* WHAT IS REQUIRED: Reproduce the listing below verbatim, line for line, leaving out the pictures.

* ITEMS:
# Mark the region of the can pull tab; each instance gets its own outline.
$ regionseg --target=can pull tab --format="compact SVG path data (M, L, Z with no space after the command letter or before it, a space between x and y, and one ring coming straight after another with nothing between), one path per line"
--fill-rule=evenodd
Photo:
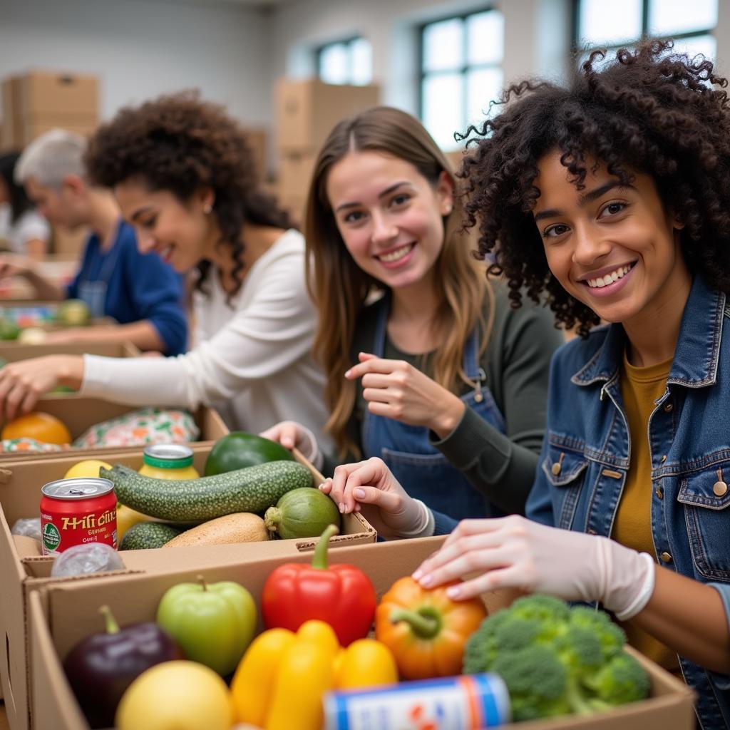
M474 400L477 403L481 403L484 400L484 393L482 393L482 383L486 379L487 374L484 372L484 368L480 367L477 372L476 380L474 381Z

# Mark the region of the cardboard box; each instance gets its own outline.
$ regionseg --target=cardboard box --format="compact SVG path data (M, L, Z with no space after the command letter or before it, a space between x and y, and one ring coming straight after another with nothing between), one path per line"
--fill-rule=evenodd
M282 208L291 217L293 223L299 226L304 225L307 214L307 194L298 195L278 192L276 199Z
M45 355L101 355L107 358L136 358L139 348L131 342L77 342L69 345L18 345L0 342L0 358L9 363ZM67 398L69 393L48 393L48 397Z
M361 568L370 576L378 596L398 578L410 575L442 542L443 537L382 542L345 548L337 551L338 562ZM303 562L304 556L287 561ZM257 605L264 583L283 561L281 557L247 559L203 572L206 580L234 580L253 595ZM154 620L164 591L185 580L194 580L200 571L185 569L159 575L110 576L104 580L67 582L34 591L29 599L31 634L33 714L38 730L87 730L88 723L76 702L61 667L61 661L81 639L100 630L96 608L109 605L120 623ZM491 611L509 604L513 594L497 591L485 596ZM259 628L262 628L261 626ZM639 661L651 677L651 697L641 702L591 718L558 718L505 727L524 730L691 730L694 727L694 694L683 683L643 657ZM295 729L292 729L295 730Z
M269 177L268 145L269 134L263 127L245 127L249 147L253 153L253 158L256 164L259 180L265 180Z
M193 447L193 466L202 474L210 445ZM134 453L115 454L102 452L95 455L111 464L123 464L139 469L142 464L141 450ZM323 477L299 453L299 461L312 473L314 480L320 483ZM0 467L0 686L10 722L14 730L25 730L34 726L46 726L32 723L29 718L31 691L28 661L28 596L39 588L61 583L96 582L104 577L84 576L75 578L51 578L53 558L39 555L40 546L28 538L14 538L10 529L15 520L37 514L40 502L40 488L43 484L63 478L66 471L80 459L77 456L47 458L35 461L27 461ZM332 548L342 548L353 545L372 543L377 534L359 514L345 515L342 533L330 540ZM126 570L110 575L158 575L182 570L207 569L212 566L224 566L242 561L261 560L272 556L291 557L304 553L308 559L318 538L272 540L239 545L211 545L201 548L177 548L128 550L120 553ZM4 632L4 637L2 636ZM4 639L4 641L3 640Z
M50 413L59 418L71 431L74 439L81 436L88 428L96 423L115 418L131 411L137 410L134 406L124 405L120 403L110 403L100 398L91 398L75 393L65 394L63 397L46 395L39 399L36 406L36 410ZM200 429L199 440L195 445L212 446L213 442L228 433L228 427L218 412L207 406L198 409L193 414L195 422ZM190 445L193 445L193 443ZM38 452L31 452L28 454L12 452L0 453L0 466L6 466L13 461L27 461L45 459L58 456L69 456L77 457L77 461L82 458L96 458L100 453L133 453L139 451L141 447L129 446L115 448L91 448L73 449L69 451L54 452L42 454Z
M84 136L99 123L99 80L94 76L32 71L2 83L3 146L22 149L54 127Z
M22 148L29 145L36 137L45 134L51 129L65 129L69 132L90 137L99 126L97 117L84 117L76 115L40 115L26 118L22 125L15 146Z
M16 116L99 115L99 79L58 71L31 71L15 77Z
M278 187L285 196L306 197L315 172L317 153L287 152L279 159Z
M379 103L375 85L280 79L274 91L276 131L283 152L316 153L339 121Z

* WRITTEN RESPONSE:
# Mark the region of the can pull tab; each instance gets its own outline.
$ regionseg --target=can pull tab --format="compact SVG path data (M, L, Z with no space after the command letter or before it, a space between x and y, and one ring coming straight after another with nothing between), one path per line"
--fill-rule=evenodd
Photo:
M474 400L477 403L481 403L484 400L484 393L482 393L482 383L486 379L487 374L484 372L484 368L480 367L477 372L476 380L474 381Z

# Mark the region of the cardboard box; each instance gets its own outline.
$ regionseg --target=cardboard box --format="compact SVG path data (M, L, Z with no space after the command letter or before it, a space between x and y, and one ring coming straight after another with nothing between), one path per line"
--fill-rule=evenodd
M282 208L291 217L293 223L299 226L304 225L307 214L307 194L298 195L278 192L276 199Z
M45 355L101 355L107 358L136 358L139 348L131 342L77 342L69 345L18 345L0 342L0 358L9 363ZM67 398L69 393L48 393L48 397Z
M361 568L370 576L378 596L398 578L410 575L442 542L443 537L382 542L345 548L337 551L338 562ZM303 562L304 556L287 561ZM257 605L264 583L283 561L281 557L247 559L203 572L206 580L234 580L253 595ZM154 620L164 591L185 580L194 580L200 571L185 569L159 575L110 576L104 580L67 582L34 591L29 599L31 634L33 714L38 730L87 730L88 723L76 702L61 667L61 661L81 639L100 630L96 608L109 605L120 623ZM491 611L509 604L513 594L497 591L485 596ZM259 628L262 628L261 626ZM639 661L651 677L651 697L641 702L591 718L558 718L505 727L524 730L691 730L694 727L694 694L683 683L643 657ZM295 729L292 729L295 730Z
M269 177L268 145L269 134L263 127L245 127L249 147L253 153L253 158L256 164L259 180L265 180Z
M193 447L193 466L202 474L210 445ZM134 453L115 454L102 452L95 455L111 464L123 464L139 469L142 464L141 450ZM323 477L299 453L299 461L312 473L314 480L320 483ZM0 467L0 686L10 722L14 730L25 730L34 726L46 726L32 723L29 718L31 691L28 661L28 596L39 588L61 583L96 582L104 577L84 576L75 578L51 578L53 558L39 555L40 546L28 538L14 538L10 529L15 520L37 514L40 502L40 488L43 484L63 478L66 471L80 459L77 456L47 458L35 461L27 461ZM332 548L342 548L353 545L372 543L377 534L359 514L345 515L342 533L330 540ZM126 570L110 575L158 575L182 570L207 569L212 566L224 566L242 561L261 560L272 556L291 557L304 553L308 559L318 538L272 540L239 545L211 545L201 548L177 548L128 550L120 553ZM4 632L4 637L2 636ZM4 639L4 641L3 640Z
M50 413L59 418L71 431L74 439L81 436L88 428L96 423L115 418L131 411L137 410L134 406L124 405L120 403L110 403L100 398L91 398L75 393L65 394L63 397L46 395L39 399L36 406L36 410ZM200 429L199 440L195 445L212 446L213 442L228 433L228 427L218 412L207 406L198 409L193 414L195 422ZM190 445L193 445L193 443ZM38 452L31 452L28 454L12 452L0 453L0 466L6 466L13 461L27 461L45 459L58 456L69 456L77 457L77 461L82 458L96 458L100 453L133 453L139 451L141 447L129 446L115 448L91 448L73 449L69 451L54 452L42 454Z
M84 136L99 123L99 80L94 76L32 71L2 83L3 146L22 149L54 127Z
M22 148L29 145L36 137L45 134L51 129L65 129L69 132L90 137L99 126L97 117L84 117L76 115L40 115L26 118L22 125L15 146Z
M16 116L99 115L99 79L58 71L31 71L15 77Z
M278 187L285 196L306 197L315 172L317 153L287 152L279 159Z
M379 103L375 85L280 79L274 91L276 131L283 152L316 153L339 121Z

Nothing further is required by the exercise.